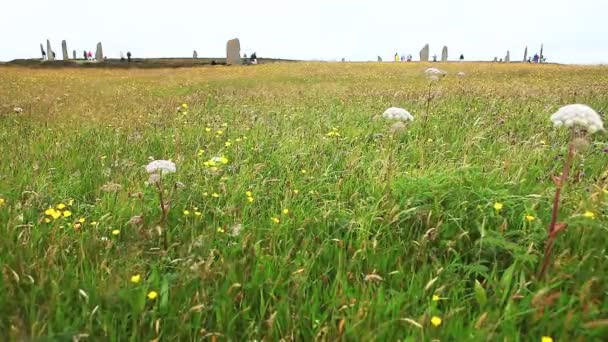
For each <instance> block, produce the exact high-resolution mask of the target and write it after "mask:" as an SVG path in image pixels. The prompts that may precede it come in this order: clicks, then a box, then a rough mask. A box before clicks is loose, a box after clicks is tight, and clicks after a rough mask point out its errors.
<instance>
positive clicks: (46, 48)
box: [46, 39, 55, 61]
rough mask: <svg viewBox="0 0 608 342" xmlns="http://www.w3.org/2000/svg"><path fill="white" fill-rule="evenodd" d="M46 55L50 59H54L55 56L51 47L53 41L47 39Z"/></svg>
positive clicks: (50, 59) (53, 59) (47, 57)
mask: <svg viewBox="0 0 608 342" xmlns="http://www.w3.org/2000/svg"><path fill="white" fill-rule="evenodd" d="M46 57H47V59H48V60H49V61H54V60H55V56H53V49H52V48H51V42H50V41H49V40H48V39H47V40H46Z"/></svg>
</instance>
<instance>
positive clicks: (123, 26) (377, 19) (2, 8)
mask: <svg viewBox="0 0 608 342" xmlns="http://www.w3.org/2000/svg"><path fill="white" fill-rule="evenodd" d="M1 2H2V4H1V5H0V8H1V9H2V19H1V20H0V60H2V61H7V60H11V59H15V58H31V57H39V55H40V52H39V44H40V43H45V42H46V39H47V38H48V39H50V40H51V42H52V46H53V50H54V51H55V52H56V53H57V55H58V57H60V55H61V40H62V39H65V40H67V43H68V49H69V51H70V55H71V51H72V50H73V49H76V50H77V51H78V56H80V55H82V51H83V50H85V49H86V50H91V51H93V53H94V52H95V44H96V43H97V42H99V41H101V42H102V43H103V47H104V54H105V55H107V56H108V57H118V56H119V54H120V52H121V51H124V52H126V51H127V50H130V51H131V52H132V53H133V55H134V57H191V56H192V50H194V49H196V50H197V51H198V54H199V56H201V57H207V56H209V57H222V56H224V55H225V49H226V41H227V40H228V39H231V38H235V37H238V38H239V39H240V41H241V47H242V49H243V52H245V53H248V54H250V53H251V52H254V51H257V53H258V56H260V57H276V58H293V59H322V60H339V59H341V58H342V57H345V58H346V59H347V60H353V61H359V60H375V59H376V56H378V55H380V56H382V57H383V58H384V59H385V60H387V59H389V60H390V59H391V58H392V55H393V54H394V53H395V52H399V54H402V53H404V54H408V53H411V54H412V55H413V56H414V57H415V58H417V57H418V52H419V50H420V49H421V48H422V46H423V45H424V44H425V43H429V44H430V46H431V55H433V54H437V55H440V54H441V47H442V46H443V45H447V46H448V47H449V52H450V59H455V58H457V56H458V55H460V53H463V54H464V55H465V58H466V59H467V60H491V59H493V57H494V56H498V57H499V58H502V57H504V55H505V54H506V51H507V50H510V51H511V59H512V60H520V59H522V58H523V50H524V47H525V46H526V45H527V46H529V53H530V54H531V55H533V54H534V53H535V52H538V50H539V48H540V44H541V43H544V44H545V55H546V57H547V58H548V60H549V61H552V62H558V63H585V64H587V63H605V62H608V44H607V43H608V25H607V24H606V22H607V20H606V16H607V15H608V1H607V0H503V1H497V0H427V1H423V0H416V1H412V0H368V1H358V0H349V1H347V0H300V1H289V0H248V1H244V0H212V1H208V0H145V1H144V0H97V1H91V0H54V1H53V0H1ZM45 46H46V43H45Z"/></svg>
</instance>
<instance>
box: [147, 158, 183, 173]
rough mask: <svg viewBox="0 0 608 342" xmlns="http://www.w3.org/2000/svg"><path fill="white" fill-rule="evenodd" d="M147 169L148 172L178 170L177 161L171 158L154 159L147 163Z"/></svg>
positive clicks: (148, 172)
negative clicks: (167, 159) (148, 163)
mask: <svg viewBox="0 0 608 342" xmlns="http://www.w3.org/2000/svg"><path fill="white" fill-rule="evenodd" d="M146 171H147V172H148V173H155V172H160V173H172V172H175V171H177V168H176V167H175V163H174V162H172V161H169V160H153V161H151V162H150V163H149V164H148V165H146Z"/></svg>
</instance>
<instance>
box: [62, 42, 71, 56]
mask: <svg viewBox="0 0 608 342" xmlns="http://www.w3.org/2000/svg"><path fill="white" fill-rule="evenodd" d="M61 53H62V54H63V60H64V61H67V60H68V59H70V56H68V43H67V42H66V41H65V40H62V41H61Z"/></svg>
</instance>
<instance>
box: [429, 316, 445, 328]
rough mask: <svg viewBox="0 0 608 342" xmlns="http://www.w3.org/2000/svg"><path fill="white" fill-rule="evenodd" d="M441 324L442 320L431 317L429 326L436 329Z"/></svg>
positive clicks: (433, 317)
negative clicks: (430, 325)
mask: <svg viewBox="0 0 608 342" xmlns="http://www.w3.org/2000/svg"><path fill="white" fill-rule="evenodd" d="M441 322H443V320H442V319H441V317H439V316H433V317H431V324H432V325H434V326H436V327H438V326H440V325H441Z"/></svg>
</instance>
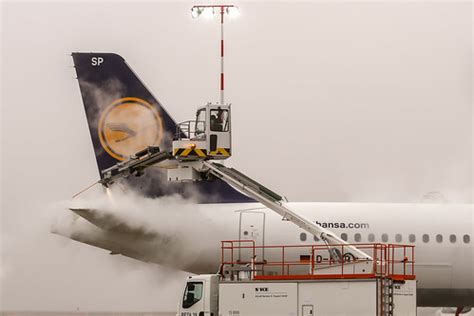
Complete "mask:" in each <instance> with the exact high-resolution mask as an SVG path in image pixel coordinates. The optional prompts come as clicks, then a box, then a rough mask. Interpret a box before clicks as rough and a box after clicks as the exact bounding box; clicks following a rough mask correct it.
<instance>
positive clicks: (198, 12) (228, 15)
mask: <svg viewBox="0 0 474 316" xmlns="http://www.w3.org/2000/svg"><path fill="white" fill-rule="evenodd" d="M216 10H217V11H218V12H219V14H220V22H221V41H220V59H221V71H220V77H219V82H220V84H219V92H220V104H224V15H228V16H230V17H235V16H238V15H239V9H238V8H237V7H236V6H234V5H232V4H229V5H227V4H225V5H195V6H193V7H192V8H191V16H192V17H193V18H197V17H199V16H201V15H202V16H204V17H207V18H212V17H213V16H214V14H215V13H216Z"/></svg>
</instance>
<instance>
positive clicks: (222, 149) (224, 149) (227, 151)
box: [209, 148, 230, 157]
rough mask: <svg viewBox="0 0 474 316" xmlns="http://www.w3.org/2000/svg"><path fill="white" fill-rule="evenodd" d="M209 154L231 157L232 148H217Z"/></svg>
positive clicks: (211, 151) (209, 154) (223, 156)
mask: <svg viewBox="0 0 474 316" xmlns="http://www.w3.org/2000/svg"><path fill="white" fill-rule="evenodd" d="M209 156H222V157H229V156H230V148H217V149H216V150H213V151H211V152H209Z"/></svg>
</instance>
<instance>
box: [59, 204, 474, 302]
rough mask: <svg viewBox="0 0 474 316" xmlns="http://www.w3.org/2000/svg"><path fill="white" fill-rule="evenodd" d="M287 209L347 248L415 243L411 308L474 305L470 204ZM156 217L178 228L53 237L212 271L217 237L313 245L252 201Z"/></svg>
mask: <svg viewBox="0 0 474 316" xmlns="http://www.w3.org/2000/svg"><path fill="white" fill-rule="evenodd" d="M288 207H290V208H291V209H292V210H294V211H296V212H298V213H299V214H300V215H302V216H304V217H306V218H307V219H309V220H311V221H314V222H318V223H319V224H320V225H321V226H323V227H324V228H327V229H329V230H331V231H333V232H334V233H335V234H337V235H338V236H343V234H345V235H346V236H347V241H348V242H349V243H370V242H383V243H401V244H411V245H415V274H416V277H417V280H418V286H417V288H418V292H417V295H418V305H419V306H474V260H473V258H474V247H473V245H474V240H473V238H474V221H473V215H474V209H473V204H462V205H455V204H378V203H288ZM156 211H157V212H160V210H158V209H157V210H156ZM175 212H176V214H179V213H180V210H179V209H176V211H175ZM163 220H166V221H180V223H175V224H176V225H175V227H176V229H172V230H168V232H163V231H161V232H160V231H157V232H156V233H157V236H156V237H153V238H147V239H144V240H141V239H140V238H131V237H130V236H129V235H127V234H126V233H114V232H112V231H104V230H100V229H97V227H95V226H94V225H92V224H91V223H89V222H87V221H86V220H84V219H82V218H79V220H77V221H76V222H75V223H74V224H73V225H72V226H70V227H69V228H68V229H70V230H71V231H69V232H61V231H57V232H58V233H59V234H62V235H68V237H70V238H72V239H75V240H78V241H81V242H85V243H88V244H91V245H94V246H97V247H101V248H104V249H109V250H111V251H112V252H113V253H121V254H124V255H126V256H129V257H133V258H136V259H139V260H142V261H149V262H155V263H159V264H163V265H167V266H172V267H175V268H178V269H182V270H185V271H189V272H193V273H215V272H217V271H218V268H219V264H220V259H221V257H220V241H221V240H231V239H233V240H235V239H253V240H255V241H256V242H257V245H263V244H264V245H310V244H315V243H317V242H316V241H315V239H314V237H313V236H308V235H307V233H305V232H304V231H303V230H302V229H300V228H299V227H297V226H296V225H294V224H293V223H291V222H288V221H282V218H281V216H279V215H277V214H276V213H274V212H273V211H271V210H269V209H267V208H264V207H262V205H261V204H259V203H243V204H235V203H229V204H199V205H197V208H196V209H195V210H194V211H193V213H192V214H188V216H186V217H185V218H182V217H181V218H180V219H176V217H175V216H173V218H169V217H168V218H167V219H166V218H163ZM166 226H169V225H166ZM356 234H360V239H358V238H357V237H359V235H356ZM372 236H373V238H374V239H371V238H370V237H372ZM385 238H386V239H385ZM413 238H414V239H413ZM319 243H320V241H319ZM258 255H260V256H262V254H258ZM265 259H267V260H275V258H271V253H265Z"/></svg>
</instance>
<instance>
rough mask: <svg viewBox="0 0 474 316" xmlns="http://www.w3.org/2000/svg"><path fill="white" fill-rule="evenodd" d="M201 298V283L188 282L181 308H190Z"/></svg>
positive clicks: (196, 282)
mask: <svg viewBox="0 0 474 316" xmlns="http://www.w3.org/2000/svg"><path fill="white" fill-rule="evenodd" d="M201 298H202V282H188V284H186V289H185V290H184V296H183V308H190V307H191V306H193V305H194V304H196V303H197V302H199V301H200V300H201Z"/></svg>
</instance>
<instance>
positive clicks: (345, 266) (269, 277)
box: [221, 240, 415, 280]
mask: <svg viewBox="0 0 474 316" xmlns="http://www.w3.org/2000/svg"><path fill="white" fill-rule="evenodd" d="M348 246H355V247H357V248H358V249H359V250H361V251H363V252H365V253H367V254H368V255H369V256H370V258H361V259H359V258H356V257H354V255H352V254H351V253H350V252H348V251H345V250H346V249H348ZM331 248H332V249H335V250H336V251H337V252H339V254H340V255H339V257H340V260H335V259H334V257H333V256H330V255H329V253H328V247H327V246H326V245H320V244H319V245H272V246H256V245H255V242H254V241H253V240H226V241H222V242H221V267H222V270H221V271H224V270H226V268H231V269H230V270H232V271H238V267H239V266H245V267H246V270H247V271H248V267H251V268H252V269H251V272H252V279H255V280H277V279H278V280H281V279H331V278H337V279H355V278H374V277H391V278H394V279H414V278H415V270H414V263H415V262H414V258H415V253H414V246H413V245H397V244H381V243H372V244H350V245H346V244H341V245H331ZM259 253H261V254H263V253H265V258H258V254H259ZM267 258H271V260H266V259H267Z"/></svg>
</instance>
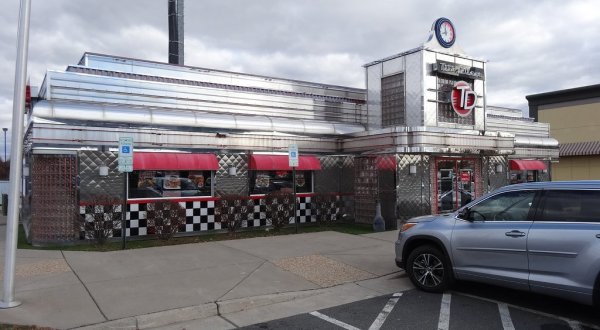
================================
■ TASK DIRECTIONS
Find the word "before" in the listing above, then copy each line where it turns up.

■ ANSWER TO THIS EXERCISE
For each <instance> block, produce the exact high-resolution mask of the target and write it after "mask:" as an SVG path in image pixels. The prompts that may precede it come in this order: clicks, then a box, then a rough mask. A box before clicks is loose, a box after clicks is tight, and clicks after a rough mask point out its errors.
Complete "mask:" in each <instance> with the exact high-resolution mask as an SVG path in image pixel coordinates. The optional prompts come as clicks, then a box, then a rough mask. Interpret a box before clicks as rough and a box after clicks as the exact bounding box; clicks following a rough mask correct it.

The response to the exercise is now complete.